-- start of Extracted text --

# F75 Tour of California Edition?



## terbennett (Apr 1, 2006)

Does anyone know anything about this bike? I saw a lady riding one as I was driving to work this morning. I searched online and it seems that they were made in '07 based on a couple of old advertisments I saw on it. Was this a limited production model and were they ever made in a 58 cm frame size? I need to know so I will have an idea of what I'm looking for. I live in So. Cal. Thanks for any info on it.


----------



## Superdave3T (May 11, 2009)

terbennett said:


> Does anyone know anything about this bike? I saw a lady riding one as I was driving to work this morning. I searched online and it seems that they were made in '07 based on a couple of old advertisments I saw on it. Was this a limited production model and were they ever made in a 58 cm frame size? I need to know so I will have an idea of what I'm looking for. I live in So. Cal. Thanks for any info on it.


Super rare limited edition bike made for AEG/Tour of CA.

If memory serves, about 200 were made, many going to VIPs. They were not sold at retail.

-SD


----------



## Don4 (Jul 29, 2010)

We need a Roadbikereview.com Felt Forum edition....Superdave signature, or at least "-SD", included!


----------



## terbennett (Apr 1, 2006)

Wow! Sounds like a bike that would take me years to find in my size. I saw two old posting on C-list that had them. No recent ones. Thanks SuperDave! BTW, the RBR Felt sounds like a good idea. They could have your signature in Red on the seat tube or top tube near the head tube.

-- end of Extracted text --

# Work to do
1 - In the forum thread on the F75 Tour of California Edition, why does terbennett want to know whether the bike was a limited production model and whether it came in a 58 cm frame?
2 - Carry the forum thread on the F75 Tour of California Edition forward from its last post.

-- start of Given information --

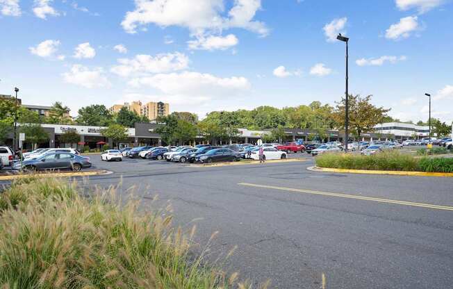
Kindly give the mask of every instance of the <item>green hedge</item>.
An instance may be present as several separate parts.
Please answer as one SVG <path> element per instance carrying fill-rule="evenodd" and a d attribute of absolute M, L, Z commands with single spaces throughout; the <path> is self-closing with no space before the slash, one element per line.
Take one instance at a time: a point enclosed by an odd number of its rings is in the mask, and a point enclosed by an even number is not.
<path fill-rule="evenodd" d="M 173 228 L 170 208 L 140 213 L 111 189 L 83 193 L 67 179 L 31 176 L 0 195 L 1 288 L 251 288 L 206 264 L 206 250 L 194 256 L 195 227 Z"/>
<path fill-rule="evenodd" d="M 415 158 L 397 151 L 372 156 L 323 154 L 316 157 L 320 167 L 406 172 L 453 172 L 453 158 Z"/>

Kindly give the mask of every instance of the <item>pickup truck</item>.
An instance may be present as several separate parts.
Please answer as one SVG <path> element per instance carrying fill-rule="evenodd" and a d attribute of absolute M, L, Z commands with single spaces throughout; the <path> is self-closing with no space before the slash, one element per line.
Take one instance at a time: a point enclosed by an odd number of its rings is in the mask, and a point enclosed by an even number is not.
<path fill-rule="evenodd" d="M 285 144 L 279 144 L 275 147 L 279 151 L 286 151 L 289 154 L 290 152 L 297 153 L 300 151 L 303 153 L 305 151 L 305 147 L 304 144 L 297 144 L 295 142 L 287 142 Z"/>

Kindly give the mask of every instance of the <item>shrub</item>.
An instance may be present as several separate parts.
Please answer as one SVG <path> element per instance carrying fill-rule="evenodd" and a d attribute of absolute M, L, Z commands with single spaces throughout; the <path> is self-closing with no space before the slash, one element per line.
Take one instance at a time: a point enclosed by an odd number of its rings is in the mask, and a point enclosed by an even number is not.
<path fill-rule="evenodd" d="M 140 213 L 138 202 L 122 206 L 114 192 L 91 200 L 83 192 L 76 183 L 33 177 L 4 192 L 2 288 L 249 288 L 237 274 L 201 265 L 204 252 L 190 256 L 195 229 L 172 228 L 169 210 Z"/>

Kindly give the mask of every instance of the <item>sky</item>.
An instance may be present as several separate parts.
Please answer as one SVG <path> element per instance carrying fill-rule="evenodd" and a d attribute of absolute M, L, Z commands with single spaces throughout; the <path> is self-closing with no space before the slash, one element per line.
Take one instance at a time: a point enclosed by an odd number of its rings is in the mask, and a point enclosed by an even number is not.
<path fill-rule="evenodd" d="M 161 101 L 203 118 L 345 92 L 453 121 L 453 0 L 0 0 L 0 94 L 81 107 Z"/>

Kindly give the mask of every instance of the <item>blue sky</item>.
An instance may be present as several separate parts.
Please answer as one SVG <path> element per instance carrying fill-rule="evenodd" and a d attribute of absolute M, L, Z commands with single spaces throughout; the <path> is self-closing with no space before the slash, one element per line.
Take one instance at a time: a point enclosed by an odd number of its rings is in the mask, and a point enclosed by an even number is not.
<path fill-rule="evenodd" d="M 25 104 L 163 101 L 214 110 L 373 94 L 453 120 L 451 0 L 0 0 L 0 94 Z"/>

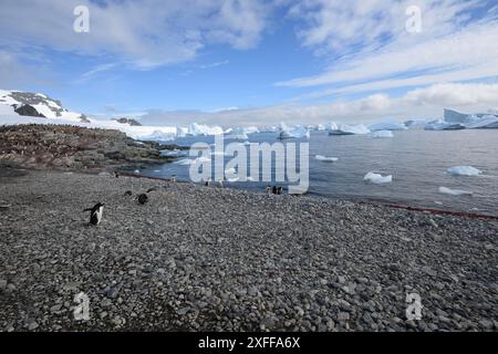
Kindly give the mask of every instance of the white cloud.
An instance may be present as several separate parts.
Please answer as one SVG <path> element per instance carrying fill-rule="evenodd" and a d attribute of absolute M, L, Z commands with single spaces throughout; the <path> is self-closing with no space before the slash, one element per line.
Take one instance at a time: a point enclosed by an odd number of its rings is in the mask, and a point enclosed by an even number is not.
<path fill-rule="evenodd" d="M 73 31 L 76 6 L 90 8 L 90 33 Z M 113 55 L 137 69 L 191 60 L 210 43 L 250 49 L 271 12 L 262 0 L 3 0 L 1 8 L 0 32 L 9 41 Z"/>
<path fill-rule="evenodd" d="M 488 112 L 498 104 L 498 84 L 438 84 L 407 92 L 402 97 L 374 94 L 351 102 L 321 105 L 282 104 L 220 112 L 151 112 L 145 124 L 181 125 L 193 122 L 229 126 L 267 126 L 281 121 L 319 124 L 331 121 L 369 123 L 382 119 L 442 117 L 444 108 Z"/>
<path fill-rule="evenodd" d="M 405 9 L 417 3 L 423 9 L 423 32 L 412 34 L 404 29 Z M 277 85 L 333 86 L 305 96 L 313 98 L 498 76 L 496 14 L 469 17 L 481 4 L 463 0 L 304 1 L 291 12 L 308 20 L 309 27 L 300 32 L 304 45 L 329 56 L 333 51 L 339 59 L 322 74 Z"/>

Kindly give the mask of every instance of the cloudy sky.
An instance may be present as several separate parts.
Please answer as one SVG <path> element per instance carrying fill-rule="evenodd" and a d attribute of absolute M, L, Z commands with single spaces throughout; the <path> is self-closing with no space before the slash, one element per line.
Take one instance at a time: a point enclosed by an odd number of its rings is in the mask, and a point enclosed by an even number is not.
<path fill-rule="evenodd" d="M 0 33 L 0 88 L 87 114 L 230 126 L 498 108 L 496 0 L 2 0 Z"/>

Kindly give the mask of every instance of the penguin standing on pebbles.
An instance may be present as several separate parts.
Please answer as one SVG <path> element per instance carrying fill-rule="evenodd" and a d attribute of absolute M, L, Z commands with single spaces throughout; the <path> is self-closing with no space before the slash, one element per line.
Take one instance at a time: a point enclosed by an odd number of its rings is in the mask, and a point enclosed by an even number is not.
<path fill-rule="evenodd" d="M 138 204 L 145 205 L 148 202 L 148 197 L 146 194 L 142 194 L 138 197 L 136 197 L 136 200 L 138 200 Z"/>
<path fill-rule="evenodd" d="M 102 214 L 104 212 L 104 205 L 97 202 L 93 208 L 83 210 L 83 212 L 90 211 L 90 223 L 97 226 L 102 221 Z"/>

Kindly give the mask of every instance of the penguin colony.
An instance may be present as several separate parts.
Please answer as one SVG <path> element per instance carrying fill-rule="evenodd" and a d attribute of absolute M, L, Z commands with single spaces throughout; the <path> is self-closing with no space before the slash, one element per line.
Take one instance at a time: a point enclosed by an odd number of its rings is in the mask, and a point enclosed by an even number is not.
<path fill-rule="evenodd" d="M 113 177 L 120 178 L 120 174 L 118 173 L 114 173 Z M 170 181 L 172 183 L 176 183 L 176 175 L 173 175 Z M 206 187 L 211 186 L 211 184 L 212 184 L 211 178 L 209 178 L 207 181 L 205 181 L 205 186 Z M 218 183 L 218 185 L 221 188 L 225 187 L 225 184 L 224 184 L 222 180 L 220 180 Z M 157 187 L 149 188 L 146 192 L 143 192 L 143 194 L 139 194 L 138 196 L 136 196 L 134 200 L 137 201 L 142 206 L 146 205 L 148 202 L 148 200 L 149 200 L 148 195 L 151 192 L 153 192 L 153 191 L 156 191 L 156 190 L 157 190 Z M 279 195 L 279 196 L 283 195 L 283 187 L 268 186 L 267 187 L 267 194 L 268 195 Z M 133 191 L 132 190 L 126 190 L 124 192 L 124 196 L 125 197 L 132 197 L 133 196 Z M 102 222 L 102 217 L 103 217 L 103 214 L 104 214 L 104 204 L 97 202 L 92 208 L 86 208 L 86 209 L 83 210 L 83 212 L 87 212 L 87 211 L 90 211 L 90 225 L 98 226 Z"/>

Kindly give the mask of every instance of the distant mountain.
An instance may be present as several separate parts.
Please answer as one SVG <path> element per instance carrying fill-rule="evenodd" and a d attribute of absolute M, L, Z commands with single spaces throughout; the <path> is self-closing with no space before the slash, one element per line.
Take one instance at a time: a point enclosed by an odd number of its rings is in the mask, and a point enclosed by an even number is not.
<path fill-rule="evenodd" d="M 81 113 L 70 112 L 60 101 L 41 93 L 0 90 L 0 114 L 18 114 L 21 116 L 65 119 L 91 123 Z"/>

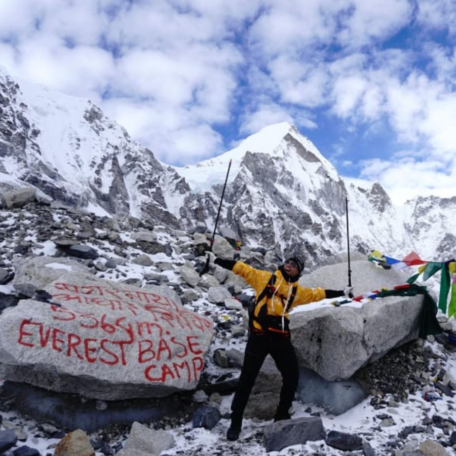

-- end of Given information --

# The answers
1 - Terbennett says the answer would give an idea of what to look for when searching for the bike.

2 -
----------



## Vee (Jun 17, 2010)

Found this classified ad while looking up the bike on google. http://www.iclassifieds.com/forsale...0/felt-f75-amgen-toc-2007-road-bike-58cm.html

Not sure if you really are interested or not, but I figured it was worth mentioning that there is one out there for sale.

Cheers


----------



## terbennett (Apr 1, 2006)

That is exactly what I'm looking for but it was posted three and a half months ago and I'm in Southern California. I'll see if I can reach them. This could be worth it if they are that rare. Maybe I will start collecting Felts starting with this one. Wait there's one that was for sale in Sacramento too. Thanks for the info.


----------



## terbennett (Apr 1, 2006)

Found another Tour of California model in Orange County, CA. The price is kinda high but it comes with a Certificate of Authenticity. Too bad it's one size too small.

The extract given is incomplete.